--- start Document text ---

Parser
Controls how the Aisera platform ingests, parses, and processes documents from connected data sources.
The Settings > Configuration > Parser section controls how the Aisera platform processes documents from connected data sources. These are tenant-level defaults that apply across all bots and data sources. You can override these settings at the data source level. If a data source requires specific parsing behavior, its data source configuration takes priority over the values set here.
General behavior
Controls how the parser handles documents during ingestion, including unsupported format handling, character filtering, privacy tagging, and knowledge base similarity detection.
Ignore Unsupported Documents
Type
Checkbox
Default
Enabled
When enabled, the parser skips documents in unsupported formats during ingestion without extracting or indexing any content. When disabled, the parser extracts content from unsupported documents as unformatted plain text for indexing. Disable this setting when you need maximum coverage and can tolerate lower-quality plain-text extraction for unsupported formats.
Natively supported formats are unaffected by this setting:
PDF
HTML
Word
PPTX
TXT
MD
EML
MSG
Filter out non-ASCII characters
Type
Checkbox
Default
Disabled
When enabled, the parser replaces any character outside the standard ASCII range of 0–127, including accented letters, typographic quotes, emoji, and non-Latin script characters, with a space before parsing and indexing the text. When disabled, the parser preserves all characters as they appear in the source content. Enable this when knowledge sources are exclusively in western character sets and stray non-Latin characters are causing indexing or search quality issues.

--- end Document text ---

> _To do_:
**1.** In the parser settings text, reproduce the passage starting at "The Settings >" and ending at "base similarity detection.", swapping "tenant-level" for "organization-level".
**2.** Answer these from the parser settings text:
(a) What is the default value of Ignore Unsupported Documents?
(b) What character range does the non-ASCII filter treat as standard ASCII?
(c) When a data source requires specific parsing behavior, what takes priority over the values set in this section?
**3.** Extend the parser settings text, picking up after its last sentence.

--- start Dataset extract ---

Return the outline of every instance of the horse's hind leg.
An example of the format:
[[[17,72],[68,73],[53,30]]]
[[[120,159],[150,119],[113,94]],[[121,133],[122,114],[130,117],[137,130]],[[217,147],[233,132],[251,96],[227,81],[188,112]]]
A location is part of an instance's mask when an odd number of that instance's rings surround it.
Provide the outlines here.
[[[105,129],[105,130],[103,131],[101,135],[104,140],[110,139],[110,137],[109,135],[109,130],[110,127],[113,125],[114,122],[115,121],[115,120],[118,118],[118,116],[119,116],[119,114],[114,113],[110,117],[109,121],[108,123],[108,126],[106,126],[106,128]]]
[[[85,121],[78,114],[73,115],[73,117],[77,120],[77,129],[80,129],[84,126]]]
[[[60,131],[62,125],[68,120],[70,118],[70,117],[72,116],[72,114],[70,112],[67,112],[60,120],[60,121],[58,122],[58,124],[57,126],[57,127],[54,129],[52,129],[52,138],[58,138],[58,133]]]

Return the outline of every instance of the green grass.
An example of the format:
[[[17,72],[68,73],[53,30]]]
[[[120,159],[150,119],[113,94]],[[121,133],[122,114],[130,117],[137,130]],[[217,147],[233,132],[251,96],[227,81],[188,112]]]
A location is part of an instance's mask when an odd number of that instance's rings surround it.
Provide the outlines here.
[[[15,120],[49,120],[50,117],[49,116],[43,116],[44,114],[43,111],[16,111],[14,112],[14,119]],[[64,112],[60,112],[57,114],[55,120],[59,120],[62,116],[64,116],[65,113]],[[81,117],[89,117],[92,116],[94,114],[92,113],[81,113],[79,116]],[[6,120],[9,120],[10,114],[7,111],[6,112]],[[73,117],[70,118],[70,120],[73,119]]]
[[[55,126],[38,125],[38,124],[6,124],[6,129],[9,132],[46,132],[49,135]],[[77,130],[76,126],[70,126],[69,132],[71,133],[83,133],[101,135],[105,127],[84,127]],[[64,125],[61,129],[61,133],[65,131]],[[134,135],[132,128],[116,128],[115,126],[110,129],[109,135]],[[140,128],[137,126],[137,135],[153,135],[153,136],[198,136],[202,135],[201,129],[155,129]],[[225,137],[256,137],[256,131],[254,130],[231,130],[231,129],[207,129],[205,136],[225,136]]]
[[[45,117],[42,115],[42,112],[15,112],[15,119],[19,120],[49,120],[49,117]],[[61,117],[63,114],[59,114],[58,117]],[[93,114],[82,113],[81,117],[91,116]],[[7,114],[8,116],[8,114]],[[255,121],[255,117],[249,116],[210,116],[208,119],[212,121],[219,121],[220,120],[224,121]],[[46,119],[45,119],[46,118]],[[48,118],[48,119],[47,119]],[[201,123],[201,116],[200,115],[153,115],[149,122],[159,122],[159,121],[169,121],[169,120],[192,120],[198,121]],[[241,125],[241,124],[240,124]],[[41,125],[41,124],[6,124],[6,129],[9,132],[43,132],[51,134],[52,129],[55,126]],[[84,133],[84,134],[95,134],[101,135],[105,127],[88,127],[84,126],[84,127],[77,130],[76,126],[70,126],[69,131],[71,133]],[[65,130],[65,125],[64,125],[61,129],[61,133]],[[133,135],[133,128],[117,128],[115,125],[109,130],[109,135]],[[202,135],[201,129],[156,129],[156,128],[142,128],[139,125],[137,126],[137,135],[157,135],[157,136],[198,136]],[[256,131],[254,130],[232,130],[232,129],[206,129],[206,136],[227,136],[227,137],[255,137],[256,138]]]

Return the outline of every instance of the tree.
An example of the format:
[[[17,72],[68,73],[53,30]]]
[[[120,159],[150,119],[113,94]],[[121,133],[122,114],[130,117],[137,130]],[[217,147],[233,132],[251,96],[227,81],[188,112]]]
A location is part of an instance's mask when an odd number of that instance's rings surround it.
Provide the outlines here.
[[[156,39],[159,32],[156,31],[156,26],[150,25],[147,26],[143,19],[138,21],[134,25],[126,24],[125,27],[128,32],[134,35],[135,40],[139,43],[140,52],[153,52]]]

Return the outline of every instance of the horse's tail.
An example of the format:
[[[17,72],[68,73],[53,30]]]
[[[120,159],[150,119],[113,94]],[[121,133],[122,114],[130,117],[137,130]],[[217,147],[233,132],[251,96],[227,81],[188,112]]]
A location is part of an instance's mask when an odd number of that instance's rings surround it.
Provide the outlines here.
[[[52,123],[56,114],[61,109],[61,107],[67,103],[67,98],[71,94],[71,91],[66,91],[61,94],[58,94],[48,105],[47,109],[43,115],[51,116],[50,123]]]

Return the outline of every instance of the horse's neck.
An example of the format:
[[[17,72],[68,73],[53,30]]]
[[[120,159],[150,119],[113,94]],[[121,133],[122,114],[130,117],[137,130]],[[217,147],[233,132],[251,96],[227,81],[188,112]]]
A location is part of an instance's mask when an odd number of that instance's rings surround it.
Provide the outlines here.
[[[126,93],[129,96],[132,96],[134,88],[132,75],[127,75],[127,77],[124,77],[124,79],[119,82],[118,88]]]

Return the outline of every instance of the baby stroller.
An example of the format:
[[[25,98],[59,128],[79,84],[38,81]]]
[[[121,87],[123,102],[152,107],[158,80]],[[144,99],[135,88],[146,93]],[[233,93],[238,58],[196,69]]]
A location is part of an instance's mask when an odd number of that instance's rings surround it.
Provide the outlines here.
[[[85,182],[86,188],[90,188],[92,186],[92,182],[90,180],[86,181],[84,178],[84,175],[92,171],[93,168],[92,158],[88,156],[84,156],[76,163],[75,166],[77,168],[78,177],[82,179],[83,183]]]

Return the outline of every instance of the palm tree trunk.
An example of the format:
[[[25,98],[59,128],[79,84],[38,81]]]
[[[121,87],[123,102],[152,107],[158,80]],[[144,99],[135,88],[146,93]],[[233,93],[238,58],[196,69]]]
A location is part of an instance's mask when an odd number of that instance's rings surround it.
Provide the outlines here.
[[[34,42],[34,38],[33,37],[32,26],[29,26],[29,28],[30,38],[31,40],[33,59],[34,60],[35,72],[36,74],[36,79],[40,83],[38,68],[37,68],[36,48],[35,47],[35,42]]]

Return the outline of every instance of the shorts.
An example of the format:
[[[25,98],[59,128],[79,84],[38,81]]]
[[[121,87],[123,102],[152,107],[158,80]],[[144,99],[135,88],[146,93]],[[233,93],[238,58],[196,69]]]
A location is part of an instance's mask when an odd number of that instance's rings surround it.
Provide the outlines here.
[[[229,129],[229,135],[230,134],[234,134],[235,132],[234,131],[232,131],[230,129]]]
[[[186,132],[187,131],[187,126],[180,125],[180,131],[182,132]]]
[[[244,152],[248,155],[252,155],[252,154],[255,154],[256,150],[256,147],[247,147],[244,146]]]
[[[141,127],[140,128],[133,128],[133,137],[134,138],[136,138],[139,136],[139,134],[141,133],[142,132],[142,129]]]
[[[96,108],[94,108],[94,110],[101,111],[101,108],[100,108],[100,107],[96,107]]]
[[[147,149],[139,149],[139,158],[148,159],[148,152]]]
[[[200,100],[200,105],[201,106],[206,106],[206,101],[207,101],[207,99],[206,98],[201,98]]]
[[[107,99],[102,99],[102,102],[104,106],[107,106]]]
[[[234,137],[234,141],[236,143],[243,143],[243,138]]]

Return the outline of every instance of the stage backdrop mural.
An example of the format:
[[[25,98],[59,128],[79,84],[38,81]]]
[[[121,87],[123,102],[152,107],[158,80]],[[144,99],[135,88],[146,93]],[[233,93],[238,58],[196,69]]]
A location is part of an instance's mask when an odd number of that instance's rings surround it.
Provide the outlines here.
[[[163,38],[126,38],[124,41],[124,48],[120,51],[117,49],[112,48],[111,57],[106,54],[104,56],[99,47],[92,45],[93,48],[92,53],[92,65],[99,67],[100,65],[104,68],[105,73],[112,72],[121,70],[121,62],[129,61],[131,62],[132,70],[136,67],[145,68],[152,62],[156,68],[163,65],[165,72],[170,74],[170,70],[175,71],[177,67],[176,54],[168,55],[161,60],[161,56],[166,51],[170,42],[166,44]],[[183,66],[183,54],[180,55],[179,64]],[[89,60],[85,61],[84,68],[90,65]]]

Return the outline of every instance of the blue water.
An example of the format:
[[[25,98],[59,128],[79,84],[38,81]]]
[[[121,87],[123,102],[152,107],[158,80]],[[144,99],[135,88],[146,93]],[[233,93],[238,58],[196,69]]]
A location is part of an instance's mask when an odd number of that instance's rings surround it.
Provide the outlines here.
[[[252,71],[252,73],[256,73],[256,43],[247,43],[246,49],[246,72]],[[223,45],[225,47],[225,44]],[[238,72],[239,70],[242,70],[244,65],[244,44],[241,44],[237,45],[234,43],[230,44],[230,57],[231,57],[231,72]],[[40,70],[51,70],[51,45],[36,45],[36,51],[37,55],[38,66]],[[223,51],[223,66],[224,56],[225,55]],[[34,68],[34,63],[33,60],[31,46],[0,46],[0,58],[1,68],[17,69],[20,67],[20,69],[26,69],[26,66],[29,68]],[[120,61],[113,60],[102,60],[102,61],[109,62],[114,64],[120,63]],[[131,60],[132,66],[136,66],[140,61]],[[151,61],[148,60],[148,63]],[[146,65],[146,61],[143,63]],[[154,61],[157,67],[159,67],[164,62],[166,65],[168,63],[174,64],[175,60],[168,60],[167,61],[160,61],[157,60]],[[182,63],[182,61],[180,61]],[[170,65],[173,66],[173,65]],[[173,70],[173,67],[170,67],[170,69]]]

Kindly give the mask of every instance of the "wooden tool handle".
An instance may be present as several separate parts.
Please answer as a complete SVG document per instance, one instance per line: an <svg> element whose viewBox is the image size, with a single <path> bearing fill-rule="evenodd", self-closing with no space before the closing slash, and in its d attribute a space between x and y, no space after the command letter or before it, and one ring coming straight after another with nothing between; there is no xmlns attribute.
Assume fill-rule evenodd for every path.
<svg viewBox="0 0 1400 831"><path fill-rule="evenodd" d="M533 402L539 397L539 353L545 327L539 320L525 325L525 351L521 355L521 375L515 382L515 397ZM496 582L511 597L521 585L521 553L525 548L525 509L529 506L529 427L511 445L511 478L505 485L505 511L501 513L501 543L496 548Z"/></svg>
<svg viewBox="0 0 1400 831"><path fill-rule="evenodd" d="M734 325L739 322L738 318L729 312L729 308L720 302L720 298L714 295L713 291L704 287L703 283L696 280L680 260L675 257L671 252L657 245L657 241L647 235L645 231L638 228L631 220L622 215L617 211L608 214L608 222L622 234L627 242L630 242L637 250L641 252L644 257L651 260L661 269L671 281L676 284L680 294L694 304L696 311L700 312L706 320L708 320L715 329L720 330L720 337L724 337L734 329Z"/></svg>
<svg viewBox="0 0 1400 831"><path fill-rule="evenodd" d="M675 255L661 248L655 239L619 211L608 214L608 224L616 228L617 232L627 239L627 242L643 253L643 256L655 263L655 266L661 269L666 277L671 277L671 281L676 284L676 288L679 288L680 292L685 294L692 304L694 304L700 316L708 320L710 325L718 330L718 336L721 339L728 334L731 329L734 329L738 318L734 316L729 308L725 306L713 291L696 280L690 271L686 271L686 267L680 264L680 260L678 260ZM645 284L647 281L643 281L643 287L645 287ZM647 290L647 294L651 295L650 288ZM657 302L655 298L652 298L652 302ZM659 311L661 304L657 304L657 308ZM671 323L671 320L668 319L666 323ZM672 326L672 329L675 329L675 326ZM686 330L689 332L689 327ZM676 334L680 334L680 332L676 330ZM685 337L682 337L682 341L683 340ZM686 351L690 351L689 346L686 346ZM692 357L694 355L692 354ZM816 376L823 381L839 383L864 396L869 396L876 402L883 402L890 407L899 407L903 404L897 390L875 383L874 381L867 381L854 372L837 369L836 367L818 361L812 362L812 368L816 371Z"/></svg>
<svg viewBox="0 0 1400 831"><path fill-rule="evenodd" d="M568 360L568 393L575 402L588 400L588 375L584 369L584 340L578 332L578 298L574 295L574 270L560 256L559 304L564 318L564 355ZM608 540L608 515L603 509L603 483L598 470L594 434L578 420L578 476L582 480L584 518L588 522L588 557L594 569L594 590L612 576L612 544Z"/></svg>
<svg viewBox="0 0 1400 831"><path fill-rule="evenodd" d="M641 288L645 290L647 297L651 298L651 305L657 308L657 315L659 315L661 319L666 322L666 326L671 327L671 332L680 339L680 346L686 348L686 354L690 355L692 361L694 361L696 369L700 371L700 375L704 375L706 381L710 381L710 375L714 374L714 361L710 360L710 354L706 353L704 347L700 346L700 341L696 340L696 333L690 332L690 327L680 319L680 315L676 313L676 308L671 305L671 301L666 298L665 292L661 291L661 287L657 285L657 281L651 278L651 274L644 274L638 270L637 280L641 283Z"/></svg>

--- end Dataset extract ---

> _Outputs_:
**1.**
The Settings > Configuration > Parser section controls how the Aisera platform processes documents from connected data sources. These are organization-level defaults that apply across all bots and data sources. You can override these settings at the data source level. If a data source requires specific parsing behavior, its data source configuration takes priority over the values set here.
General behavior
Controls how the parser handles documents during ingestion, including unsupported format handling, character filtering, privacy tagging, and knowledge base similarity detection.

**2.**
(a) Enabled
(b) 0–127
(c) Its data source configuration

**3.**
Do not enable this setting if any knowledge content includes non-Latin languages such as Japanese, Arabic, Chinese, or Korean. The parser removes those characters entirely. This setting applies only to inline text content in knowledge source messages, not to file attachments such as PDFs, Word files, or crawled HTML.
is Private?
Type
Checkbox
Default
Disabled
When enabled, Aisera tags every article surfaced during agent search as private. In the Agent Assist widget, private articles display a lock icon with a Private label next to the article title, and the widget separates results into distinct lists: private articles appear in the internal content section while public articles appear in the external content section. When disabled, Aisera treats articles as public and displays them in standard results without any lock indicator. Enable this when your knowledge base contains internal content intended only for agent reference, such as runbooks, escalation guides, or agent-only procedures.
This setting is a visual and organizational marker only; it does not restrict access to content or exclude it from search results. You can configure connectors to apply different actions depending on whether an agent applies a private or public article, enabling workflows that distinguish between internal-use and external-use content.
Use Templates?
Type
Checkbox
Default
Disabled
When enabled, the parser first attempts to match each incoming document against templates you have configured. If the parser finds a matching template, it parses the document according to that template's defined sections. If no template matches or the template produces no content, parsing falls back automatically to standard HTML parsing. Enable this when your data source contains structured documents with consistent layouts, such as policy documents, HR articles, or product specifications, and you have templates configured to match them.
Configure your templates before enabling this setting. Enabling Use Templates? without any configured templates has no effect; the parser falls back to standard HTML parsing for all documents.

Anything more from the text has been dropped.